▶ **Textauszug**
^^^^
Von A wie Antibiotika-Resistenz bis Z wie Zivilisationskrankheit: Studierende und Lehrende der Berlin University Alliance gehen evolutionsbedingten Ursachen von Erkrankungen auf den Grund

01.02.2022

Studierende im Hörsaal der Zoologie der Freien Universität Berlin

In der Forschung stark im Trend: Evolutionäre Medizin. Dazu trägt auch die Covid19-Pandemie bei. Ein neues Lehrmodul des Uni-Verbunds BUA macht Studierende der Biologie, Biochemie, Human- und Veterinärmedizin mit evolutionären Konzepten vertraut.
Bildquelle: Marion Kuka

Wenn Antibiotika gegen bakterielle Krankheitserreger nicht mehr wirken, ist meist die Evolution im Spiel: Nur die Bakterien, die den Kontakt mit einem Antibiotikum überlebt haben, geben ihre Gene an Nachkommen weiter. Nach Minuten, allenfalls Stunden, ist die neue Mikroben-Generation dann schon ein bisschen besser gegen das Medikament gerüstet als ihre Vorgängerin. Mehr als eine Million Todesfälle weltweit ging 2019 laut Schätzungen einer internationalen Gruppe von Fachleuten im Journal „The Lancet“ direkt auf das Konto von resistenten Keimen.

Mutation und Fitness-Vorteil: Konzepte der Evolution nutzen der Medizin

Aber auch Krebs, Bluthochdruck, Diabetes und Muskel-Skelett-Erkrankungen lassen sich aus der Perspektive der Evolution betrachten: Der menschliche Körper hat sich über Jahrtausende auf ein kurzes Jäger- und Sammlerleben in der afrikanischen Savanne angepasst. Inzwischen leben wir immer länger, bewegen uns immer weniger und ernähren uns anders – auch darin vermuten Wissenschaftlerinnen und Wissenschaftler die Ursachen für viele sogenannte Zivilisationskrankheiten.
^^^^
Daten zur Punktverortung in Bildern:
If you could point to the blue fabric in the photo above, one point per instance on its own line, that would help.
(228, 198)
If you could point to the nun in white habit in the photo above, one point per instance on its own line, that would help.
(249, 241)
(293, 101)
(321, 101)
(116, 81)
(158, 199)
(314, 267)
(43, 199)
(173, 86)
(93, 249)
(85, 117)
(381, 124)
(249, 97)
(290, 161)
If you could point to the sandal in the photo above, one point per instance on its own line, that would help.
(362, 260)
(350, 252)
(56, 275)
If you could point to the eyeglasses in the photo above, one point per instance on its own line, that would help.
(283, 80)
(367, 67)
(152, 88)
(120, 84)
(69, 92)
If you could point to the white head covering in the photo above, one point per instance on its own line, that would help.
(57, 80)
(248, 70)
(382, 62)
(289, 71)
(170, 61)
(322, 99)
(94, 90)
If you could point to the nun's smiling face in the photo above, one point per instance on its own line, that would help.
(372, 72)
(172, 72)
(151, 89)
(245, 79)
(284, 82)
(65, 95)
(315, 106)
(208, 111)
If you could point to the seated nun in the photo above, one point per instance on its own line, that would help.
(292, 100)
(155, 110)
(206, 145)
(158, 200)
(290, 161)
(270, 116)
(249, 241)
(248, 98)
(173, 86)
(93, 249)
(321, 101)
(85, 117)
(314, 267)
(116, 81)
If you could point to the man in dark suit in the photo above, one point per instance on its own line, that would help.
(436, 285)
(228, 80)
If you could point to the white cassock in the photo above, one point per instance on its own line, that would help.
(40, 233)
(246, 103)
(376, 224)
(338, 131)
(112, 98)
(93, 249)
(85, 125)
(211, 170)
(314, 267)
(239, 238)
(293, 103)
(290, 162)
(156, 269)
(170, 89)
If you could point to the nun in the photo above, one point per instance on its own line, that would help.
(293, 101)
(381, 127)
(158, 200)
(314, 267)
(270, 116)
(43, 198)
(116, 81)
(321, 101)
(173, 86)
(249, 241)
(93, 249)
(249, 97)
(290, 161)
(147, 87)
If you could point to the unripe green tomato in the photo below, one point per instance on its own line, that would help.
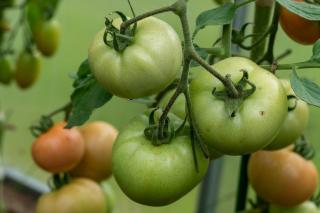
(147, 66)
(81, 195)
(305, 207)
(258, 119)
(110, 196)
(28, 68)
(155, 175)
(6, 70)
(47, 36)
(295, 122)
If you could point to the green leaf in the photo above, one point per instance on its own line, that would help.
(217, 16)
(316, 52)
(305, 89)
(86, 97)
(306, 10)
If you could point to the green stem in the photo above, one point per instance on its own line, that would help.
(263, 12)
(127, 23)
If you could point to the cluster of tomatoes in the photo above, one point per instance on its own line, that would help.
(154, 167)
(84, 154)
(43, 33)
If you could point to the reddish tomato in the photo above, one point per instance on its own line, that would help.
(96, 161)
(299, 29)
(282, 177)
(59, 149)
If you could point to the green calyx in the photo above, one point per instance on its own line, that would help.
(118, 39)
(233, 103)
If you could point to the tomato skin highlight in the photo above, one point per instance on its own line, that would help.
(282, 177)
(294, 124)
(28, 68)
(155, 175)
(258, 119)
(79, 196)
(96, 162)
(145, 67)
(299, 29)
(58, 149)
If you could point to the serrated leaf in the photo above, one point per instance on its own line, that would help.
(201, 52)
(303, 9)
(87, 96)
(316, 52)
(305, 89)
(217, 16)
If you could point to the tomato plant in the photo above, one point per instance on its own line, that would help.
(96, 161)
(167, 172)
(58, 149)
(28, 67)
(264, 111)
(6, 70)
(299, 29)
(80, 195)
(150, 60)
(47, 36)
(282, 177)
(295, 122)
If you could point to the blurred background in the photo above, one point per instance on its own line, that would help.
(80, 20)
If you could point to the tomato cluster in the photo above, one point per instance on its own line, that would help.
(85, 154)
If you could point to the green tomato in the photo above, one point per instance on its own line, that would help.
(27, 69)
(305, 207)
(47, 36)
(6, 70)
(109, 195)
(145, 67)
(81, 195)
(254, 124)
(155, 175)
(294, 124)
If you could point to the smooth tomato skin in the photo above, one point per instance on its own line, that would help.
(28, 67)
(47, 36)
(96, 162)
(255, 124)
(6, 70)
(145, 67)
(299, 29)
(305, 207)
(155, 175)
(58, 149)
(294, 124)
(79, 196)
(282, 177)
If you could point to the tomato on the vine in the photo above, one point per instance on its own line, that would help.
(149, 64)
(305, 207)
(299, 29)
(6, 70)
(28, 67)
(80, 195)
(282, 177)
(295, 122)
(257, 120)
(96, 162)
(58, 149)
(155, 175)
(47, 36)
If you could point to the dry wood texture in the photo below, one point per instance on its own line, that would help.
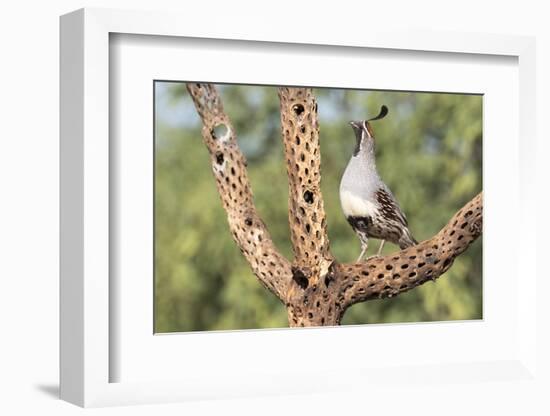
(315, 288)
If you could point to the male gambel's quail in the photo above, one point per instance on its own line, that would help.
(367, 202)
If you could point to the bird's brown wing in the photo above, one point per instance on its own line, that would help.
(389, 207)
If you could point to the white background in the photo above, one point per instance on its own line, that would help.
(139, 60)
(29, 57)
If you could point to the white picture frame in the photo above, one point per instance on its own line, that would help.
(86, 303)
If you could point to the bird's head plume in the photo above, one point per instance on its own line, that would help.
(363, 130)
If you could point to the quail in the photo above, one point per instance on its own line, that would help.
(367, 202)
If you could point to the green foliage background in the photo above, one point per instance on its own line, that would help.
(429, 152)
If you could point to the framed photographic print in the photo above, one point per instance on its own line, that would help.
(239, 211)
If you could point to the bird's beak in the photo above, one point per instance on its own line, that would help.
(355, 124)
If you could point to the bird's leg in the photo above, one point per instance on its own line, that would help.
(363, 251)
(380, 248)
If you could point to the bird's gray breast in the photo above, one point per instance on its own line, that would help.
(357, 189)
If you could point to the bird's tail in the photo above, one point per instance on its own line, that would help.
(407, 240)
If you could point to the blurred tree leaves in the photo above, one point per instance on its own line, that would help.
(429, 151)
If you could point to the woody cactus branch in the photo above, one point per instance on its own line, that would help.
(306, 213)
(315, 288)
(229, 169)
(397, 273)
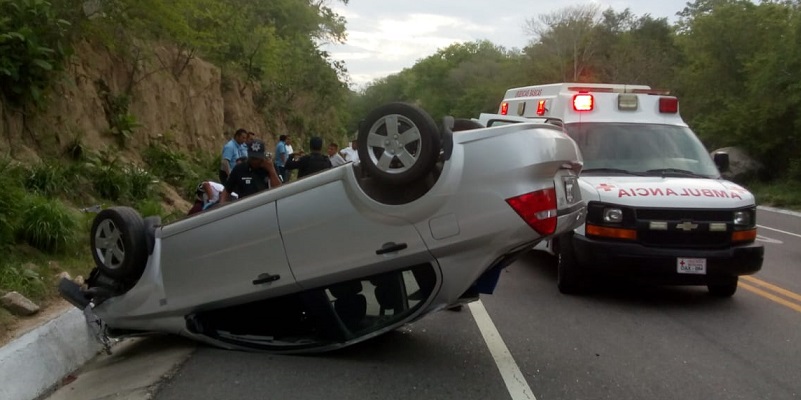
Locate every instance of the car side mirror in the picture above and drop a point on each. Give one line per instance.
(722, 161)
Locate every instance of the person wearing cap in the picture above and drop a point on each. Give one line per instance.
(252, 176)
(351, 153)
(281, 157)
(234, 151)
(333, 155)
(313, 162)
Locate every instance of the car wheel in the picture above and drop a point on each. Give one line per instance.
(569, 279)
(119, 245)
(398, 143)
(725, 289)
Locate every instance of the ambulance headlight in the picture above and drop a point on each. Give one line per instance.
(743, 218)
(613, 215)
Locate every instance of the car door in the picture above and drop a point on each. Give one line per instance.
(330, 236)
(226, 256)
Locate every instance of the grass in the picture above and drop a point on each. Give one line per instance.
(42, 234)
(781, 194)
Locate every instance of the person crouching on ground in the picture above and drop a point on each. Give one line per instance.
(253, 176)
(316, 161)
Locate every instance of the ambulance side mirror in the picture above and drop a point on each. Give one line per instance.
(722, 161)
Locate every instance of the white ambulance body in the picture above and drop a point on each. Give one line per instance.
(657, 208)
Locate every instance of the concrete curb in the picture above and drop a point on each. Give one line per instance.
(35, 362)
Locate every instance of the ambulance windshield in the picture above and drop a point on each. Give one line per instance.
(641, 149)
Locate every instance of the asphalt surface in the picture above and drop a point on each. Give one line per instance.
(620, 341)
^^^^
▶ **Zu lösende Aufgaben**
[a] Gib aus dem Text über evolutionäre Medizin den Abschnitt wortgetreu wieder, beginnend bei „Von A wie Antibiotika-Resistenz“ und endend bei „evolutionären Konzepten vertraut.“.
[b] Wie viele Todesfälle weltweit gingen laut dem Text über evolutionäre Medizin im Jahr 2019 direkt auf resistente Keime zurück?

▶ **Lösungen**
[a]
Von A wie Antibiotika-Resistenz bis Z wie Zivilisationskrankheit: Studierende und Lehrende der Berlin University Alliance gehen evolutionsbedingten Ursachen von Erkrankungen auf den Grund

01.02.2022

Studierende im Hörsaal der Zoologie der Freien Universität Berlin

In der Forschung stark im Trend: Evolutionäre Medizin. Dazu trägt auch die Covid19-Pandemie bei. Ein neues Lehrmodul des Uni-Verbunds BUA macht Studierende der Biologie, Biochemie, Human- und Veterinärmedizin mit evolutionären Konzepten vertraut.

[b] Mehr als eine Million Todesfälle.